● SOURCE EXTRACT:
Daryl C. W. O'Shea a écrit :
> 
> I'm not being a "std crusader".  I'm simply pointing out that someone
> going there own way shouldn't expect everyone to accept their way,
> especially when there's an established majority going the other way.
> 
> Just because a mail is "standards compliant" doesn't mean that we can't
> use statistical methods to decide if it may or may not be spam.
> 

agreeed, but

> "break the standards be tagging std complaint mail" has to be the
> funniest thing I've heard all day.  Both standards complaint and
> non-complaint mail can be spam.  Would you rather we decide all
> standards complaint mail is ham?  That seems rather nonsensical to me.
> 

except that most rules are written by people who looked at some spam
then decided to derive rules to catch it. These people are in the same
situation as those who write mail software. both should be blamed when
they take wrong decisions.


> The reality, though, is that a greater proportion of non-complaint mail
> is spam than the proportion of complaint mail.
> 

sure. but then we'll need to revisit a lot of rules...

> The notion that "statistics are no excuse for rejecting/tagging mail" is
> even more worrisome.  Statistics are the basis for rejecting/tagging
> mail and any other non-trivial activity in life.
> 

I disagree. that's only true for "neutral" stats. if your stats are
derived from an interpretation of the rules, you're constructing a
filter to enforce these rules. and the fact that such a rule gets a
score from a mass check brings nothing useful for "us".

> 
>> I lately saw an FP with RCVD illegal IP, because of a 127.0.0.80 IP.
>> while this rarely used, it's not illegal. so the rule is just bogus IMHO.
> 
> 
> 50_scores.cf:score RCVD_ILLEGAL_IP 1.585 0.234 1.813 0.288
> 
> With a set 3 score of 0.288, I'd say this isn't a big hitter anyway.
> 

That's enough to move a ham to the spam zone.


>> sub check_for_illegal_ip {
>>   my ($self) = @_;
>>
>>   foreach my $rcvd ( @{$self->{relays_untrusted}} ) {
>>     # (note this might miss some hits if the Received.pm skips any
>> invalid IPs)
>>     foreach my $check ( $rcvd->{ip}, $rcvd->{by} ) {
>>       return 1 if ($check =~ /^(?:
>>         (?:[01257]|22[3-9]|23[0-9]|24[0-9]|25[0-5])\.\d+\.\d+\.\d+|
>>         127\.[1-9]\.\d+\.\d+|
>>         127\.0\.[1-9]\.\d+|
>>         127\.0\.0\.(?:\d\d+|[2-9])

● SHORT TASK: Reproduce the passage of the spam-rule discussion between "sure. but then" and "activity in life.", inclusive, substituting "troubling" for "worrisome".

● ENTRIES SUPPLIED:
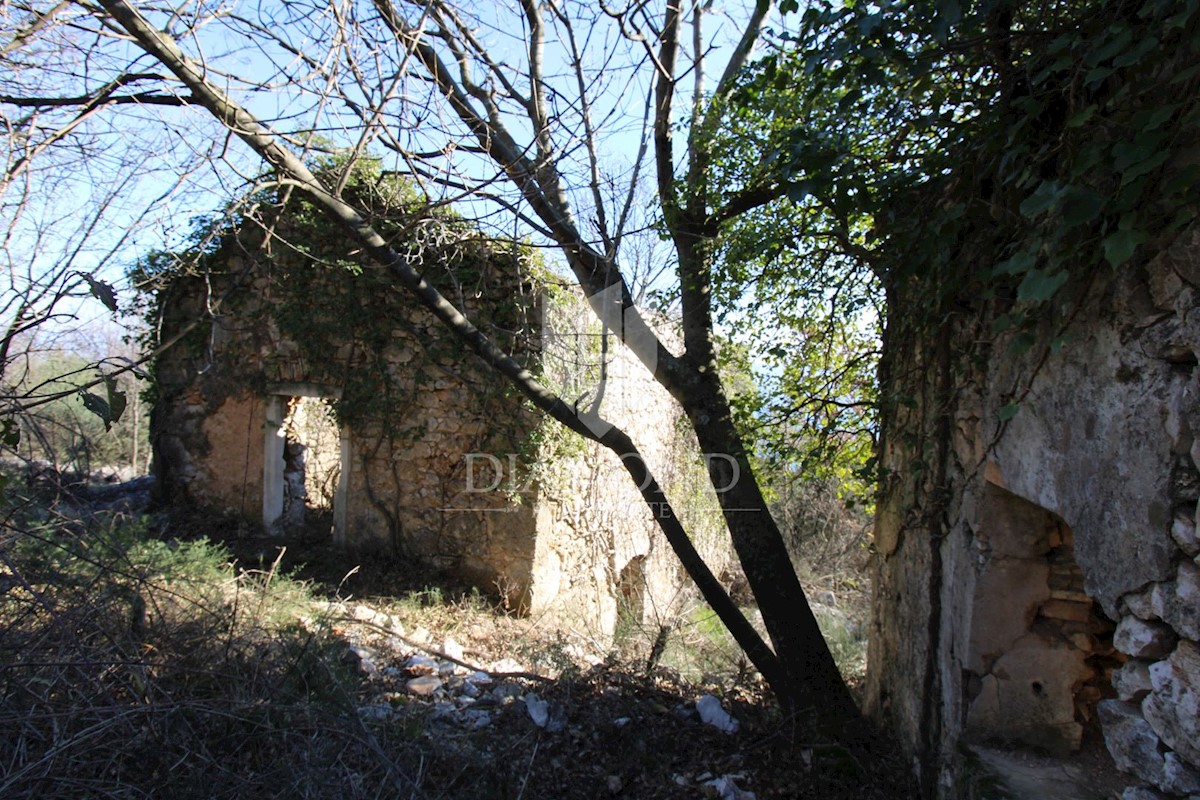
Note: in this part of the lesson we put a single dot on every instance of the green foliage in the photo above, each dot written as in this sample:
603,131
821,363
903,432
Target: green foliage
277,253
964,152
82,428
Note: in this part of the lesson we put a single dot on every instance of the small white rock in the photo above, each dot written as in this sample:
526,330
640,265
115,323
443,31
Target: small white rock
711,713
508,665
376,713
479,679
421,665
538,709
725,788
425,685
451,649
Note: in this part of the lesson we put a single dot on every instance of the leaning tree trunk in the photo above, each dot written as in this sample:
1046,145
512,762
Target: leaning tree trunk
813,684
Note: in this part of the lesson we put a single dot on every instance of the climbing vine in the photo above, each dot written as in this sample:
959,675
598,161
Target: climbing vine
958,157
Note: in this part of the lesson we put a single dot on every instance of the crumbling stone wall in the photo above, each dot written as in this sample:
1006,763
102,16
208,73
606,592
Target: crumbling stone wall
444,464
1037,572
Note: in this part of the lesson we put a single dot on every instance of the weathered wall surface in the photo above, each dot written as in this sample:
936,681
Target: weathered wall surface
443,464
1041,572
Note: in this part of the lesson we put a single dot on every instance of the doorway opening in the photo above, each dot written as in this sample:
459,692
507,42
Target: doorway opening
305,464
1041,650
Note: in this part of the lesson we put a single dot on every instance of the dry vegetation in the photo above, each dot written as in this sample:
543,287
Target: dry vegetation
133,666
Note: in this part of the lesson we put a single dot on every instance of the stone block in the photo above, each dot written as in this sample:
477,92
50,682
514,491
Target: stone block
1183,531
1007,597
1143,793
1030,696
1143,639
1066,609
1132,680
1131,740
1140,603
1177,602
1173,707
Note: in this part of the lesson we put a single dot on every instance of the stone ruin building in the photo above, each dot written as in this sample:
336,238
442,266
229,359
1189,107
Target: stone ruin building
1038,582
315,397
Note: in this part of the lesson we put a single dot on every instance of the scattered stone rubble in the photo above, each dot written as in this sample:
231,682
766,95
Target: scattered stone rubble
407,671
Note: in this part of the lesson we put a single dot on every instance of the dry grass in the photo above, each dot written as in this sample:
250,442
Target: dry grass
132,667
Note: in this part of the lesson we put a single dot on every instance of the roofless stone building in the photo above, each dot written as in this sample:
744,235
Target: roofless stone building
309,394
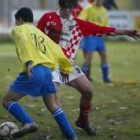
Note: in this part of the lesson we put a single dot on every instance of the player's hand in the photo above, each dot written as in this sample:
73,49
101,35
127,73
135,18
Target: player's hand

● COMPLETE RESPONSE:
sure. but then we'll need to revisit a lot of rules...

> The notion that "statistics are no excuse for rejecting/tagging mail" is
> even more troubling.  Statistics are the basis for rejecting/tagging
> mail and any other non-trivial activity in life.